Unveiling the influence of device stiffness in single macromolecule unfolding
G. Florio, G Puglisi

TL;DR
This paper develops an analytical model to understand how device stiffness affects single-molecule unfolding experiments, improving interpretation accuracy in force spectroscopy studies.
Contribution
The paper introduces a new analytical model that accurately predicts the influence of device stiffness on experimental outcomes in single-molecule force spectroscopy.

[Natural-language object grounding data]
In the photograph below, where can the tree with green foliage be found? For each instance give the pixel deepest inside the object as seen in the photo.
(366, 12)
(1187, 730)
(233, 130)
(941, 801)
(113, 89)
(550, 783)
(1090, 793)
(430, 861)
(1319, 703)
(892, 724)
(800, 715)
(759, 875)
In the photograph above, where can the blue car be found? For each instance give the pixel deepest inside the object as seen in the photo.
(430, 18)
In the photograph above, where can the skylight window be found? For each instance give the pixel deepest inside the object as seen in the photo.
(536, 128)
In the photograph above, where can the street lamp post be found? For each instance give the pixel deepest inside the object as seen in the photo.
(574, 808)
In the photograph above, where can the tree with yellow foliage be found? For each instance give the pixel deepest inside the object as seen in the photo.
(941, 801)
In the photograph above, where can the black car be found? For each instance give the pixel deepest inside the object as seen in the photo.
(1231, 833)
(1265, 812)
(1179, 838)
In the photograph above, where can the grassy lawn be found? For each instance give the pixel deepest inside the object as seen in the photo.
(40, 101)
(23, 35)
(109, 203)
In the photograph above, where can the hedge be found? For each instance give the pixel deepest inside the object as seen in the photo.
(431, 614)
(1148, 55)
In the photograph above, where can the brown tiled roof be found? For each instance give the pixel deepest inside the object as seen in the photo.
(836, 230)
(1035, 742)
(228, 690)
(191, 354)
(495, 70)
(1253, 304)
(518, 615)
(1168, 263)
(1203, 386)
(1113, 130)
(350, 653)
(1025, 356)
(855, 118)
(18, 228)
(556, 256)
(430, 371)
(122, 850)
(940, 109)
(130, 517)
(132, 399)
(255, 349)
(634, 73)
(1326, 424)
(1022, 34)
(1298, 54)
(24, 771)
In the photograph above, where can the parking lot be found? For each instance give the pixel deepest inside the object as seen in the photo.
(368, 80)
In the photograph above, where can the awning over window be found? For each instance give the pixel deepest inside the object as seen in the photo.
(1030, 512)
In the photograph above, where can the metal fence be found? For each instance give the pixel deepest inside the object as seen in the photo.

▶ [Aim of the exercise] Carry on the summary of the paper on device stiffness in single macromolecule unfolding, beginning right after its final sentence.

▶ [Your response]
Findings
Model agrees with previous numerical results
Reproduces AFM experimental tests on titin and P-selectin
Highlights importance of device stiffness in data interpretation
Abstract
Single-molecule stretching experiments on DNA, RNA, and other biological macromolecules opened up the possibility of an impressive progress in many fields of Life and Medical sciences. The reliability of such experiments may be crucially limited by the possibility of determining the influence of the apparatus on the experimental outputs. Here we deduce an analytical model that we show to be coherent with previous numerical results and that quantitively reproduce AFM experimental tests on titin macromolecules and P-selectin AFM experiments with variable probe stiffnesses. We believe that the obtained analytical description can represent an important step forward in the interpretation of Single Molecule Force Spectroscopy experiments and intermolecular interactions phenomena.